▶ [WHAT TO WORK ON]: Please give again, exactly and only, the stretch of lines from the one containing "Can you find the glass curtain" to the end of the entries below.

▶ [AVAILABLE DATA]:
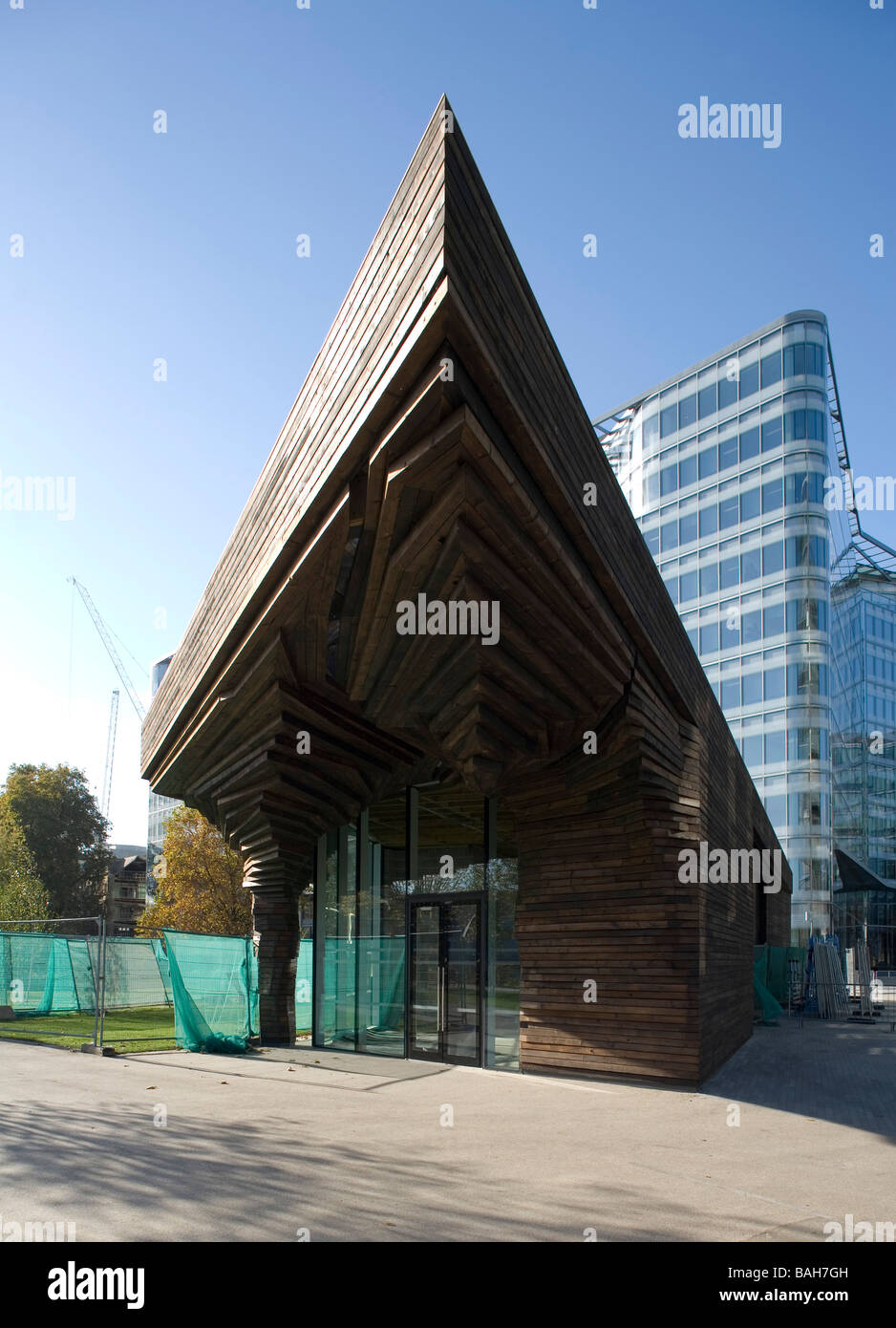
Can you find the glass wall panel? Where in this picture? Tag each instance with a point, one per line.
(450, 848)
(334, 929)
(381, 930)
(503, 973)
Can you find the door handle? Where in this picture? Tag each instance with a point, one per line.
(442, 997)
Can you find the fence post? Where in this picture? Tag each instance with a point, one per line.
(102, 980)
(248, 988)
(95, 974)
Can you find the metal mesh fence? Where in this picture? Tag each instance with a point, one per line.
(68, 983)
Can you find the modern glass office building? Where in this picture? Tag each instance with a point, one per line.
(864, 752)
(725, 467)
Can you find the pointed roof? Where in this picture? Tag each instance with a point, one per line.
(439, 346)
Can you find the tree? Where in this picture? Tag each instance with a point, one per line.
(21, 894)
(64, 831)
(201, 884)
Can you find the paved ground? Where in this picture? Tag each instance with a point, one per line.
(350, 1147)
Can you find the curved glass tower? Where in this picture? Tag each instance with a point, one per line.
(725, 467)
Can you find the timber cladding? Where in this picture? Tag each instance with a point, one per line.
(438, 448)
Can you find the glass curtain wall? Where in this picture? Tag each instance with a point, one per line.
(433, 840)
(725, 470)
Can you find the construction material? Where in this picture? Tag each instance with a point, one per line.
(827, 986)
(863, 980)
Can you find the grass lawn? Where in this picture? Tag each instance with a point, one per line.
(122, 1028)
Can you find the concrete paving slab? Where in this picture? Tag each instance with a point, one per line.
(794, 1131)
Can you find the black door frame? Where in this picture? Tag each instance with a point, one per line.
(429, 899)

▶ [SOLVED EXERCISE]:
Can you find the glass curtain wall? Where in this picture? Tag each instance with a point, one per line.
(433, 840)
(725, 470)
Can you find the construction material? Where in this picture? Tag each instance with a point, one per line.
(827, 986)
(863, 980)
Can you find the grass lawn? Where in this picture? Tag each instance with a point, one per line.
(122, 1028)
Can you find the concrete paving slab? Where in this picture? Tag each instance with a point, one per line.
(794, 1131)
Can you find the black door frame? Where in this picture? Tag each instance with a point, one per line.
(429, 899)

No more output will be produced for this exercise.